演習文 =
霊枢・大惑論第八十⑤
【原文】黄帝曰:人之善忘者、何気使然①?岐伯曰:上気不足、下気有余、腸胃実而心肺虚、虚則営衛留於下、久之不以時上、故善忘也②。
黄帝曰:人之善飢而不嗜食者、何気使然③?岐伯曰:精気并於脾、熱気留於胃、胃熱則消穀、穀消故善飢④。胃気逆上、則胃脘寒、故不嗜食也⑤。
【注釈】①人之善忘者、何気使然?:ある人はよく健忘する、原因は何?
②上気不足、下気有余、腸胃実而心肺虚、虚則営衛留於下、久之不以時上、故善忘也:人体上部の気が不足して下部の気があまるからです。つまり、腸胃の気が「実」で心肺の気が「虚」になり、心肺気虚ですと、営衛の気が下部に留り、長くなると時間通りに上行できなくなり、健忘が発生する。『類経・疾病類・八十一』は次のように説明しています:「上気不足」に対して「下気有余」といい、下部に本当の「実」ではない。上部の心肺が虚し、営衛が下部に留り、神気が身体を回らないから、善忘がする。これは上部に陽気衰弱を兆しである。

課題 1 = 大惑論の文で「②上気不足、下気有余」で始まる段落を、主な事実を残したまま箇条書きに書き直してもらえますか?
課題 2 = 大惑論の文の「②上気不足、下気有余、腸胃実」から始まり「上部に陽気衰弱を兆しである。」で終わる部分を、「営衛」を「栄衛」に変えて示してもらえますか?

学習資料 =
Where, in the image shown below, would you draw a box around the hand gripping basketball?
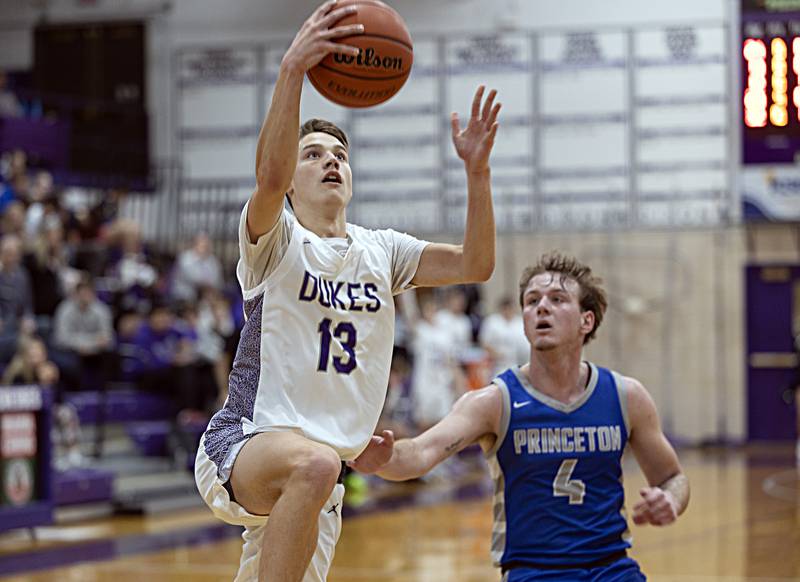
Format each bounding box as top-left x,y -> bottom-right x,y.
283,0 -> 364,73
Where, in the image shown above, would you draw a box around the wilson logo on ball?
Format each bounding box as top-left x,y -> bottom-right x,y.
333,48 -> 404,71
307,0 -> 414,107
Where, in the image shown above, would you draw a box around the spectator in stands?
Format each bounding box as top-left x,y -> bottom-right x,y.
106,220 -> 158,312
436,287 -> 472,359
2,336 -> 61,390
25,170 -> 59,238
53,278 -> 114,386
172,232 -> 222,301
175,303 -> 223,418
126,304 -> 217,410
88,188 -> 128,238
404,296 -> 465,431
0,234 -> 36,362
0,199 -> 25,241
480,297 -> 530,376
0,71 -> 24,117
24,215 -> 77,326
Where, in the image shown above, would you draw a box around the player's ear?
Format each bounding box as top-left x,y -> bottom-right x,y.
581,311 -> 594,334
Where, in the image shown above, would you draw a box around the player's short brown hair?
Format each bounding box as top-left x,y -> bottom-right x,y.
299,119 -> 350,149
519,251 -> 608,344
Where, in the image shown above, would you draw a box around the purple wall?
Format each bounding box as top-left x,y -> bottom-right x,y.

解答 1 =
- 健忘の原因は、人体上部の気が不足し、下部の気があまることにある。
- 腸胃の気が「実」、心肺の気が「虚」になる。
- 心肺気虚だと営衛の気が下部に留まる。長くなると時間通りに上行できなくなり、健忘が起こる。
- 『類経・疾病類・八十一』によれば、「下気有余」は「上気不足」に対する言い方であり、下部が本当に「実」なのではない。
- 同書は、上部の心肺が虚して営衛が下部に留まり、神気が身体を回らないために善忘になるとし、これを上部の陽気衰弱の兆しとしている。

解答 2 =
②上気不足、下気有余、腸胃実而心肺虚、虚則栄衛留於下、久之不以時上、故善忘也:人体上部の気が不足して下部の気があまるからです。つまり、腸胃の気が「実」で心肺の気が「虚」になり、心肺気虚ですと、栄衛の気が下部に留り、長くなると時間通りに上行できなくなり、健忘が発生する。『類経・疾病類・八十一』は次のように説明しています:「上気不足」に対して「下気有余」といい、下部に本当の「実」ではない。上部の心肺が虚し、栄衛が下部に留り、神気が身体を回らないから、善忘がする。これは上部に陽気衰弱を兆しである。